(EXERCISE DATA)
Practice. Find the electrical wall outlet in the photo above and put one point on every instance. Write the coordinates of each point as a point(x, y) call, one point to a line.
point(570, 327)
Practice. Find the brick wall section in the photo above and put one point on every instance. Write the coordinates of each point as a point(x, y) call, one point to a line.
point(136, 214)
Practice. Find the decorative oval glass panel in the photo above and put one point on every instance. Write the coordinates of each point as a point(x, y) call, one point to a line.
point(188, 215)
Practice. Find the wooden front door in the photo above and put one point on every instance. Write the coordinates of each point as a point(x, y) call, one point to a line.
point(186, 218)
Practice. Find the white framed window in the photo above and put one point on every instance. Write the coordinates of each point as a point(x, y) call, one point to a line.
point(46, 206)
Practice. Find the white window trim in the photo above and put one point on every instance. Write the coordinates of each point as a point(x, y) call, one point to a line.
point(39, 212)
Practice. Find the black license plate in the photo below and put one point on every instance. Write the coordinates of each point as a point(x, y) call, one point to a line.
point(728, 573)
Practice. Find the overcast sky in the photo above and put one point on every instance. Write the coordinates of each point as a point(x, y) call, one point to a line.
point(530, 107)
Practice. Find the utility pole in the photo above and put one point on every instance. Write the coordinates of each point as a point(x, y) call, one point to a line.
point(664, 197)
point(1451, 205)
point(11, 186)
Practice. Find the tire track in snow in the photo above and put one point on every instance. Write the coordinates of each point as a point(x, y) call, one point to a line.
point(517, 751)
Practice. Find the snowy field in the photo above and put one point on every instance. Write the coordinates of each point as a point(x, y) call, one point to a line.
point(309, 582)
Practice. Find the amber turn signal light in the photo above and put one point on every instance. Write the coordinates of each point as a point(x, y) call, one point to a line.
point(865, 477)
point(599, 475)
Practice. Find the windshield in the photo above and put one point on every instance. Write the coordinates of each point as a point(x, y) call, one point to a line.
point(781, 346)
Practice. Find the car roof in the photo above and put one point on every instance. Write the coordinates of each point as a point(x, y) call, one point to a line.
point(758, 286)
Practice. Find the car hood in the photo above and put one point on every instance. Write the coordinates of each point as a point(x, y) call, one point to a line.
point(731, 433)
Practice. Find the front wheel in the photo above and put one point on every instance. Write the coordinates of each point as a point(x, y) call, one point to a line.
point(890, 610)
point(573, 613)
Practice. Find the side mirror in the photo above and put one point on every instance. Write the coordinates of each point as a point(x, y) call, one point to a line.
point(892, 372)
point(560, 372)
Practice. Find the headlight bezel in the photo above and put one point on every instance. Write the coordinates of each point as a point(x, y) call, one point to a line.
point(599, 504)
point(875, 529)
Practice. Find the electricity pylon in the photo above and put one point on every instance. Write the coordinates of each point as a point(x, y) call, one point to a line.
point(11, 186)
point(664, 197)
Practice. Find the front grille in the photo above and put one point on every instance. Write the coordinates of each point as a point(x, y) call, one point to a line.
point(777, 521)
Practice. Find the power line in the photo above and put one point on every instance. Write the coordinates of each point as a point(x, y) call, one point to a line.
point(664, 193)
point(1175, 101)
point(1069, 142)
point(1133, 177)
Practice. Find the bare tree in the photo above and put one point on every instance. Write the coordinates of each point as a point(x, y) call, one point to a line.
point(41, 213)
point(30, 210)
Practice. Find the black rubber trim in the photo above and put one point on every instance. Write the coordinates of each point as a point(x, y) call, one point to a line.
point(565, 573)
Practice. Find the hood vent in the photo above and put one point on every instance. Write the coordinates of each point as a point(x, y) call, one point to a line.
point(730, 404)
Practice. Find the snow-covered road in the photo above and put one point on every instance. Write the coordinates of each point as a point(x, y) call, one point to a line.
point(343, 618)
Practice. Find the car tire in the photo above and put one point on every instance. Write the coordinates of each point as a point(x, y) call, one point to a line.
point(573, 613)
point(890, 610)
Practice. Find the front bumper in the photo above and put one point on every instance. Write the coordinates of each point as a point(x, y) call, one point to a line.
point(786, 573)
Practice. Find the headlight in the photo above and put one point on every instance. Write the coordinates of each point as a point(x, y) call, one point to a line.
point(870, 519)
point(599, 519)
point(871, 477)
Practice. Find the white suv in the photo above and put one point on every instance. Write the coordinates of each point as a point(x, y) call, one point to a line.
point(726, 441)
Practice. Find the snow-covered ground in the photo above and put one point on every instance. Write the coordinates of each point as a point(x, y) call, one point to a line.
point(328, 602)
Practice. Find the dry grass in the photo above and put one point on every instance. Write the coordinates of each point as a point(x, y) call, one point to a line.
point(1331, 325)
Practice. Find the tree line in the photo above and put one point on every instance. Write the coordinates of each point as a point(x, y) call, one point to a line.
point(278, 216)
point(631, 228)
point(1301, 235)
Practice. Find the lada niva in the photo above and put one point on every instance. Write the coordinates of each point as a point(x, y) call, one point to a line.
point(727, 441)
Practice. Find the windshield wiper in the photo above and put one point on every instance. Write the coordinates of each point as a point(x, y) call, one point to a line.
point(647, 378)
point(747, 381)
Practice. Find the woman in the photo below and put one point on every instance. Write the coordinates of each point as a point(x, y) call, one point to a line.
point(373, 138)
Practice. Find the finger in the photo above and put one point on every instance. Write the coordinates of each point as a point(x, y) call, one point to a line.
(End EXERCISE DATA)
# EXERCISE DIRECTIONS
Precisely the line with "Practice. Find the snow-covered ground" and the lines after it, up to the last line of the entries above, are to be reproduced, and nothing more.

# TASK RESPONSE
Practice. Find the snow-covered ground in the photo above and put one point on every instance. Write the coordinates of each point as a point(x, y) call, one point to a line.
point(328, 602)
Practice. Find the dry grass in the photo above and put one point on every instance. Write the coordinates of each point as a point(x, y) call, one point to a line.
point(1331, 325)
Practice. Find the tree line in the photo above and put one point on every instance. Write the coordinates of each point as a point(x, y) call, one point to a line.
point(278, 216)
point(631, 228)
point(1301, 235)
Practice. Find the lada niva in the photo above and put one point on every instance. Write the coordinates of each point as a point(x, y) call, one point to a line.
point(727, 441)
Practice. Find the windshield wiper in the photo above and put one point on every instance. Write the coordinates of each point as a point(x, y) call, one point to a line.
point(647, 378)
point(747, 381)
Practice. Find the woman in the photo below and put one point on every instance. Write the coordinates of each point as a point(x, y) call, one point to a line.
point(373, 138)
Practice. Find the finger in the photo above and put one point on every instance. Write the coordinates of each point as a point(x, y) call, one point to a line.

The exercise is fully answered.